Saved entries:
########################################
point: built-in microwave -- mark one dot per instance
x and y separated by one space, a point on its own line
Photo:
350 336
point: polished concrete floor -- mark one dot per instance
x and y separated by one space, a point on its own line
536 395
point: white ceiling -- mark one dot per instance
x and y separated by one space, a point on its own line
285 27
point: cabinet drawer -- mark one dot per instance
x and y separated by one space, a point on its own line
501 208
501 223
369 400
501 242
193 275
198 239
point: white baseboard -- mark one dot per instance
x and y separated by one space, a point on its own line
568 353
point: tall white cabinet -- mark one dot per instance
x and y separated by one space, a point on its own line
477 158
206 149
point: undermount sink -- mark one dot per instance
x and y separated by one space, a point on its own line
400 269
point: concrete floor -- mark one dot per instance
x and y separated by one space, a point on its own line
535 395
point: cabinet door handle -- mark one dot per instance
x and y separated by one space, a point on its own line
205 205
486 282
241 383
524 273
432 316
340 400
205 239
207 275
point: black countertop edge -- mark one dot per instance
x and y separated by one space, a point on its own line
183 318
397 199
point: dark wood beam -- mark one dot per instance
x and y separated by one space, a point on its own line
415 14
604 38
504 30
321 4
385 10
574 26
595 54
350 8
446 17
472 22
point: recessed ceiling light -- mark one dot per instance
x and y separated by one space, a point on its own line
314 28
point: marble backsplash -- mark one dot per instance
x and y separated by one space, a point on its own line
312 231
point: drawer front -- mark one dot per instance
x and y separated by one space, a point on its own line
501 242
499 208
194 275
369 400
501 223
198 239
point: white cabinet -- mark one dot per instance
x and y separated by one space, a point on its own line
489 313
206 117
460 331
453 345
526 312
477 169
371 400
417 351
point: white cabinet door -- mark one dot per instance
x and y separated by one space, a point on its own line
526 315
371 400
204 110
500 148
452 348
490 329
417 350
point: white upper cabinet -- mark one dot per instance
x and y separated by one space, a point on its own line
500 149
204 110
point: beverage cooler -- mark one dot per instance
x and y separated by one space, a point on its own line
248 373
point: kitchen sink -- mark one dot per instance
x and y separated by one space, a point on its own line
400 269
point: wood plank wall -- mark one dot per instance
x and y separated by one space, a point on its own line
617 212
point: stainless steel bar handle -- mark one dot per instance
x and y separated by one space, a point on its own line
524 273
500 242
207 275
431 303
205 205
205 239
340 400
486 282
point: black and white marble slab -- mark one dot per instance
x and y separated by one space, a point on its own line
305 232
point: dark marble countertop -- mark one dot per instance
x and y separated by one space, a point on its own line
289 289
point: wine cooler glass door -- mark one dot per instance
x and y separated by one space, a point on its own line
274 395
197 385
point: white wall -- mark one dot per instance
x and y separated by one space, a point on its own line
########################################
### EXERCISE
Repeat, word for word, every line above.

### EXERCISE ANSWER
point: built-in microwave -- mark one dot per instance
x and y separated by one space, a point on its own line
Photo:
350 336
point: polished concrete floor -- mark one dot per instance
x and y separated by one space, a point on its own line
536 395
point: white ceiling -- mark one dot per instance
x and y separated by one space, a point on its own line
285 27
point: cabinet drawer -- mark one dot per instance
x and y separated by one space, a point on its own line
501 208
501 223
369 400
501 242
193 275
198 239
point: white baseboard -- mark one dot per instance
x and y separated by one space, a point on its own line
568 353
point: tall white cabinet -- mark one dot per instance
x and y separated by one space, a point on its own line
477 158
206 149
point: undermount sink -- mark one dot per instance
x and y separated by one space, a point on its own line
400 269
point: concrete floor -- mark one dot per instance
x and y separated by one space, a point on its own line
535 395
point: cabinet door handle -- mark one dot per instance
x and y separated by one space, a point on its own line
205 205
486 282
241 383
524 273
432 316
340 400
205 239
207 275
point: black countertop edge -- mark one dot per instance
x and y separated by one space, a point on its own line
183 318
397 199
point: dark wood beam -- mark one dot per instance
x and y separated by one space, a point on its own line
415 14
604 38
504 30
321 4
385 10
574 26
595 54
350 8
446 17
472 22
point: recessed ceiling light -- mark one dot per instance
x and y separated by one space, a point on its own line
314 28
point: marble backsplash -- mark one dot per instance
x and y separated by one space, a point on its own line
312 231
point: drawer front -- mark one dot per instance
x and y separated by one space, a point on its own line
501 242
499 208
194 275
369 400
501 223
198 239
point: white cabinet -- mark one dot per instance
x and y separated by one space, a point on its own line
489 313
206 117
460 331
453 345
526 312
477 169
371 400
417 351
point: white cabinet door -- mark one dot per instance
x and y separated by one space, a point on its own line
526 315
371 400
204 110
500 148
452 348
490 329
417 350
point: white upper cabinet -- mark one dot per instance
x and y separated by one space, a point on its own line
500 149
204 110
point: beverage cooler -- mark one dot per instance
x and y separated by one space, a point on its own line
248 373
point: kitchen sink -- mark one dot per instance
x and y separated by one space, a point on its own line
400 269
point: wood plank wall -- mark one dot per instance
x and y separated by one space, a point on its own line
617 212
point: stainless steel bar handle -- mark one dot per instance
x and y separated by one space, a point on its own line
524 273
500 242
207 275
431 303
205 205
205 239
340 400
486 282
point: black and white marble slab -- mark one dot per instance
x and y separated by one space, a point on its own line
305 232
point: dark marble countertop -- mark one dot per instance
x and y separated by one space, a point on its own line
289 289
point: wine cooler glass door -- mark one dot per instance
x and y separated by one space, a point on its own line
274 395
197 385
point: white wall -- mark one dot per instance
x and y separated by one space, a point on its own line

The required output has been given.